§ Jobs
A - Answer these questions using the passage on the runcitruncated 600-cell.
(i) How many hexagonal prisms are joined to the square faces of the nearest cell?
(ii) What are the remaining triangular faces of the nearest cell joined to?
(iii) In the second layer, which prisms do the connecting pentagonal prisms overlie?
B - Write out the passage on the runcitruncated 600-cell, starting with "The 12 depressions" and going on through "prisms in total.".

§ Text passage
__________

The pentagonal faces of this nearest cell are joined to 12 pentagonal prisms, as shown in the next image:

Orthogonal
projection of the runcitruncated 600-cell, showing 12 more pentagonal
prisms

The square faces of the nearest cell are joined to 30 hexagonal prisms:

Orthogonal
projection of the runcitruncated 600-cell, showing 30 more hexagonal
prisms

The remaining triangular faces of the nearest cell are joined to 20 truncated tetrahedra:

Orthogonal
projection of the runcitruncated 600-cell, showing 20 more truncated
tetrahedra

Second Layer

The 12 depressions seen in the previous image are where the next layer of 12 rhombicosidodecahedra are fitted:

Orthogonal
projection of the runcitruncated 600-cell, showing 12 more
rhombicosidodecahedra

These rhombicosidodecahedra are connected by a system of pentagonal prisms, which overlie the hexagonal prisms from the previous layer:

Orthogonal
projection of the runcitruncated 600-cell, showing 30 more pentagonal
prisms

There are 30 such pentagonal prisms in total.

__________

§ Record set
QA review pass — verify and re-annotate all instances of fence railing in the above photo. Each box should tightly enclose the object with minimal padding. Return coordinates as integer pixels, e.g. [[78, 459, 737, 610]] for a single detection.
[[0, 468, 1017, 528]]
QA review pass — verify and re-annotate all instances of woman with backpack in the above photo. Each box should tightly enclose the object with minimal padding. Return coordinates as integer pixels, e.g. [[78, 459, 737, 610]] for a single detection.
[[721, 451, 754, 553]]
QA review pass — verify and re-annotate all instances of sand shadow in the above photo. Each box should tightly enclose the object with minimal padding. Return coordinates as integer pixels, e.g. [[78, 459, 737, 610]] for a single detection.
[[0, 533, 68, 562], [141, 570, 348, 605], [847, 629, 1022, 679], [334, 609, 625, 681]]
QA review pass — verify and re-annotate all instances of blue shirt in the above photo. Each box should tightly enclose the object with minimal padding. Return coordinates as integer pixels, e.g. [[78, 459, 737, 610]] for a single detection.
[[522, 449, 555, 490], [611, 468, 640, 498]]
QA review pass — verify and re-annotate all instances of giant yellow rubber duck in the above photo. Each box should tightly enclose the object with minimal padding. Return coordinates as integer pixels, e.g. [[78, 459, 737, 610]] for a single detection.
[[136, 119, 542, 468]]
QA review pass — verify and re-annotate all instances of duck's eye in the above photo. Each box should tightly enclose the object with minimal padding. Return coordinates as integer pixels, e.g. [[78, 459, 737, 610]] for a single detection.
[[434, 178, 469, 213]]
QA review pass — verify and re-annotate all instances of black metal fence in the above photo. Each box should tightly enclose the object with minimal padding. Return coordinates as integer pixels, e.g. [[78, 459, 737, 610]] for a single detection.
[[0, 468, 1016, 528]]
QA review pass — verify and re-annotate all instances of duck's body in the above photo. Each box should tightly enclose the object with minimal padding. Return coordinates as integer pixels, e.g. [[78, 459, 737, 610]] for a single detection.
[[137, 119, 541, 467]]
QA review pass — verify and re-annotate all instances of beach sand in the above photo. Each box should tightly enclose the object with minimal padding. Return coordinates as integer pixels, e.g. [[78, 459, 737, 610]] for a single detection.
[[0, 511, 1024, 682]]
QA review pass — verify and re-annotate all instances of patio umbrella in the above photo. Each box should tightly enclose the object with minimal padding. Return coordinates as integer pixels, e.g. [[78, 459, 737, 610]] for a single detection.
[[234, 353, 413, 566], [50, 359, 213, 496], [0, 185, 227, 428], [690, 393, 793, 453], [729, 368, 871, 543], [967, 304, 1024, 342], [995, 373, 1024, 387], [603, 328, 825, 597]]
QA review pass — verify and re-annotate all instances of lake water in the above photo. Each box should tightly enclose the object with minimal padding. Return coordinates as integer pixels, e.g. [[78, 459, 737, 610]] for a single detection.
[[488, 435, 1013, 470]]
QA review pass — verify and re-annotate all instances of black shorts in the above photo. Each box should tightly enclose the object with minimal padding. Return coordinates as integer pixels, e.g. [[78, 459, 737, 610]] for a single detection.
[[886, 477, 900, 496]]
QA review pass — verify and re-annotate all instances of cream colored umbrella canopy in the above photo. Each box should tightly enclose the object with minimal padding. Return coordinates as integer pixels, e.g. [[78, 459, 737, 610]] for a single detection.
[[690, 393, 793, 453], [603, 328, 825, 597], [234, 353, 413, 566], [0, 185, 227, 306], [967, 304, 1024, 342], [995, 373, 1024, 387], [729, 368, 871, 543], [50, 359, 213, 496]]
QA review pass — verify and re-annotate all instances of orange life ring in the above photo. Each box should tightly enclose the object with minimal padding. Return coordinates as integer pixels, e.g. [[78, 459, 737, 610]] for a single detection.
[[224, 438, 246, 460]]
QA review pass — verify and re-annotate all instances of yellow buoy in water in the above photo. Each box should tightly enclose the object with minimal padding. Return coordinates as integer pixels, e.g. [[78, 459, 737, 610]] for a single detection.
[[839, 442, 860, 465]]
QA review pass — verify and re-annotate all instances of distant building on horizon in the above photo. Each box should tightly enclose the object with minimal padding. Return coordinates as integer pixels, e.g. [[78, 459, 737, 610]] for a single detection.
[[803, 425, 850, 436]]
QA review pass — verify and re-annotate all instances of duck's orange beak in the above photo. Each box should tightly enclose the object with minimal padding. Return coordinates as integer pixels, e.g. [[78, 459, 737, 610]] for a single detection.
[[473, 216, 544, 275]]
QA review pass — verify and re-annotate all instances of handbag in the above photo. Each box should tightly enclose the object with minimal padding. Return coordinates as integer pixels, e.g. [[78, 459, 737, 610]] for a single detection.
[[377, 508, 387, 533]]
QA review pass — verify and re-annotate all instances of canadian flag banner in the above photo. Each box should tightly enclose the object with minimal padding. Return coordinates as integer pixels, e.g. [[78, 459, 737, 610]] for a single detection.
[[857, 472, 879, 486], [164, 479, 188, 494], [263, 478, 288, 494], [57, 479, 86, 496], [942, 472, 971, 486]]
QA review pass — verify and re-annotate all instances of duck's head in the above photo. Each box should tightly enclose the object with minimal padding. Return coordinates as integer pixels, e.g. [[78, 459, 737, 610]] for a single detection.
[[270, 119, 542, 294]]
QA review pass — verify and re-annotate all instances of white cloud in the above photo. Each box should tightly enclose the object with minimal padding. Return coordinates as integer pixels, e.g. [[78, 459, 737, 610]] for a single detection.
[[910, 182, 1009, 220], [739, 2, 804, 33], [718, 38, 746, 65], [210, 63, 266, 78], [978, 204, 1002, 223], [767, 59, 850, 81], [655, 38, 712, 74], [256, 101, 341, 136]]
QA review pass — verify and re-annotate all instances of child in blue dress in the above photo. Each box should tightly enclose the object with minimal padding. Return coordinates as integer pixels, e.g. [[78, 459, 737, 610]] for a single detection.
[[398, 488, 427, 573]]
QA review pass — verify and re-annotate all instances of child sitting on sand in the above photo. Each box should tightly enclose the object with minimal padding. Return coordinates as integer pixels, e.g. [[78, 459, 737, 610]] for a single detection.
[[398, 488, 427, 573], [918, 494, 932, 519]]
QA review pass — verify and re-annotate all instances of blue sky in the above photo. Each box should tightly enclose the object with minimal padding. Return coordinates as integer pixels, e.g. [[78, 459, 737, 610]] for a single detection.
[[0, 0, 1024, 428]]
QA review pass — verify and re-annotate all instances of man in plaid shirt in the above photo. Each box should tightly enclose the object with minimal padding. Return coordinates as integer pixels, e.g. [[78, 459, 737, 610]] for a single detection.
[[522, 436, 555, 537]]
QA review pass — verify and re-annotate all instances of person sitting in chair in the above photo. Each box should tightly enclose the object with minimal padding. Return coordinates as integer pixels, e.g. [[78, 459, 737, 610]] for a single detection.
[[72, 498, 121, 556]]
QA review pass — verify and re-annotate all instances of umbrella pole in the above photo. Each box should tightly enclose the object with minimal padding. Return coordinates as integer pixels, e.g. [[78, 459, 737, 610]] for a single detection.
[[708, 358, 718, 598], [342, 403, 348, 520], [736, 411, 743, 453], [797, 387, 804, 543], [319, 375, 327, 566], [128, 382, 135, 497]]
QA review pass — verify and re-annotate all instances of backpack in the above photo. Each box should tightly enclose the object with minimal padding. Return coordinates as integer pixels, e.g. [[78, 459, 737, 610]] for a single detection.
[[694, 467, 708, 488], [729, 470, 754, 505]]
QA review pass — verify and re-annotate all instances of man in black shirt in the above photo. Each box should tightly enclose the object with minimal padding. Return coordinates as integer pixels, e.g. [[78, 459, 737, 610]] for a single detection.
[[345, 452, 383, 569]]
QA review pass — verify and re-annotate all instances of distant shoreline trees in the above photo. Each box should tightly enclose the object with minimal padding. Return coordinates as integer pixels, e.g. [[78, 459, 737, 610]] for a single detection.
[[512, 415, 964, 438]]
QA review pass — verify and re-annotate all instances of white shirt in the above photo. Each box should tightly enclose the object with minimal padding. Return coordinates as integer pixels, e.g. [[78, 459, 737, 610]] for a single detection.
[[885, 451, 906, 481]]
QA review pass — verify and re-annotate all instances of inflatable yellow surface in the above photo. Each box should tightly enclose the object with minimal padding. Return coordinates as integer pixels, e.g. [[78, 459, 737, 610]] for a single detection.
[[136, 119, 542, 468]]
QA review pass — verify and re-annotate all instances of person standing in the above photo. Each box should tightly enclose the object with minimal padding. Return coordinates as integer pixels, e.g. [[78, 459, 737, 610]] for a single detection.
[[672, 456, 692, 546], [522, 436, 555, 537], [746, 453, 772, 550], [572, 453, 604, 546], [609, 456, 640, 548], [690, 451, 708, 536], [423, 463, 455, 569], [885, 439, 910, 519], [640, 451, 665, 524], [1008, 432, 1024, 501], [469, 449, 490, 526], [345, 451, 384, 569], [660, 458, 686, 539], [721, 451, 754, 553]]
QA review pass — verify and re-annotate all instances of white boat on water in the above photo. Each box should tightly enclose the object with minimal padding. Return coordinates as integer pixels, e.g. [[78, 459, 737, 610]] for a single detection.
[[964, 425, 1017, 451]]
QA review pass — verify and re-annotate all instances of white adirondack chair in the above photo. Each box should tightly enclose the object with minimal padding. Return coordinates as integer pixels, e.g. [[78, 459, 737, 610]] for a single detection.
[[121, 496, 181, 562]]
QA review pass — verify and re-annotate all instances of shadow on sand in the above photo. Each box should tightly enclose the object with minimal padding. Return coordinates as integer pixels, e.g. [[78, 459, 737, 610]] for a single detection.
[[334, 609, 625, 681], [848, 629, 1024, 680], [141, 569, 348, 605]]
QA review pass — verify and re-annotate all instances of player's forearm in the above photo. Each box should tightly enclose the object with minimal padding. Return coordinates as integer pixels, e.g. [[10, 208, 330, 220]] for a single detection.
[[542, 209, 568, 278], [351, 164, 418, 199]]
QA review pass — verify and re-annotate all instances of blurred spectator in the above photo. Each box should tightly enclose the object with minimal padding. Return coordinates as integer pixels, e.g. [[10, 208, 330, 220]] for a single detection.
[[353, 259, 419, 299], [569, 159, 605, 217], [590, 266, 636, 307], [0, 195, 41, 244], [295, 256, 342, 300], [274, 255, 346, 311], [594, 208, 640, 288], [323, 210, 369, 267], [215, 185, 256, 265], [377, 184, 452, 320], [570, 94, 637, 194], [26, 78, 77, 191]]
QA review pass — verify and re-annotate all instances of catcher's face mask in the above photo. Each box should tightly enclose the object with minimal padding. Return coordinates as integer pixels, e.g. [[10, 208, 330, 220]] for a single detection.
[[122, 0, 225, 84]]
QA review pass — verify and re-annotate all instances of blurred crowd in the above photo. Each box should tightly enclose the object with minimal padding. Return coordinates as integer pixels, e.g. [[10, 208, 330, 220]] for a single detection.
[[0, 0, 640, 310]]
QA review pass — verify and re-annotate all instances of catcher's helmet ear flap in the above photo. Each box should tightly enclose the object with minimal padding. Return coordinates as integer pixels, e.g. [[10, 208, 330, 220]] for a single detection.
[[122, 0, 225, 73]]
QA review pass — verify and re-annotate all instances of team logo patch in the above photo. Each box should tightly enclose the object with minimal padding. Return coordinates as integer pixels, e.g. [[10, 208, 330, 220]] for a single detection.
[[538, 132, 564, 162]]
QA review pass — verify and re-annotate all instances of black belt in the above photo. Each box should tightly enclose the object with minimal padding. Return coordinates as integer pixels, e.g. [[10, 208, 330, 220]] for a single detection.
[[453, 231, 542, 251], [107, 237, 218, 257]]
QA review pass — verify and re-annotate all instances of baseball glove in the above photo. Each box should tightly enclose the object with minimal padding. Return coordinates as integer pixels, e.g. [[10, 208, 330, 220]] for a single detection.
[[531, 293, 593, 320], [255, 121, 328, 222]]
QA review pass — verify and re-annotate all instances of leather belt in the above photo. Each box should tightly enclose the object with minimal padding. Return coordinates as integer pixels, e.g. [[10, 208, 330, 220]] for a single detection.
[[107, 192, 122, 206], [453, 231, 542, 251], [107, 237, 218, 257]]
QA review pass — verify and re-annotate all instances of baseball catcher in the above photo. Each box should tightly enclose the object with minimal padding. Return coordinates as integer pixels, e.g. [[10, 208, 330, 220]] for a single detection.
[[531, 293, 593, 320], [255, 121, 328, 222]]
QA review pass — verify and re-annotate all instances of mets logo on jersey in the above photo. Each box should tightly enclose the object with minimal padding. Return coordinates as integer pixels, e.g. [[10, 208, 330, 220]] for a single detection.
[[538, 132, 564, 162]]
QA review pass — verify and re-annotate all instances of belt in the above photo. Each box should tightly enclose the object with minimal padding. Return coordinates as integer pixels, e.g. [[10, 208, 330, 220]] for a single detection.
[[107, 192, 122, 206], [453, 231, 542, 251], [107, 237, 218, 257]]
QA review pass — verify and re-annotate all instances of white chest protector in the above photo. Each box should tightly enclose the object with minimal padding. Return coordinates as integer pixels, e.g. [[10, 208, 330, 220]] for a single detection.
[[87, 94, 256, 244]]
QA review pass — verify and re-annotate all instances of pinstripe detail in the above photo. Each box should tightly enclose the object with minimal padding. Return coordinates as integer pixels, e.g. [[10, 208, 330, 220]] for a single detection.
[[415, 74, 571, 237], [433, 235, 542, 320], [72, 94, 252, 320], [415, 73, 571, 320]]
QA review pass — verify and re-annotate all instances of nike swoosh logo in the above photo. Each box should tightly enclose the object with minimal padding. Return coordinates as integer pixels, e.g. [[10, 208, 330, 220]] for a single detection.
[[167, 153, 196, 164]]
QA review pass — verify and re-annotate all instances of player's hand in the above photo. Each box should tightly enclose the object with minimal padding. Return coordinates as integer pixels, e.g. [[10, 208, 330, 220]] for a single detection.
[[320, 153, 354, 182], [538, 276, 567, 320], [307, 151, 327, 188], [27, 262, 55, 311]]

__________

§ Expected outputs
A -
(i) 30
(ii) 20 truncated tetrahedra
(iii) The hexagonal prisms from the previous layer

B -
The 12 depressions seen in the previous image are where the next layer of 12 rhombicosidodecahedra are fitted:

Orthogonal
projection of the runcitruncated 600-cell, showing 12 more
rhombicosidodecahedra

These rhombicosidodecahedra are connected by a system of pentagonal prisms, which overlie the hexagonal prisms from the previous layer:

Orthogonal
projection of the runcitruncated 600-cell, showing 30 more pentagonal
prisms

There are 30 such pentagonal prisms in total.